# Exercise prompt:
Each record, exactly as written, should be printed again.

# Input material:
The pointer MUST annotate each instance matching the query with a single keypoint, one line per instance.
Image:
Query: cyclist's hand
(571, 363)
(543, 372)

# Solution below:
The pointer MUST annotate each instance matching the query with a single keypoint, one line per instance.
Image:
Query: cyclist's hand
(571, 363)
(543, 372)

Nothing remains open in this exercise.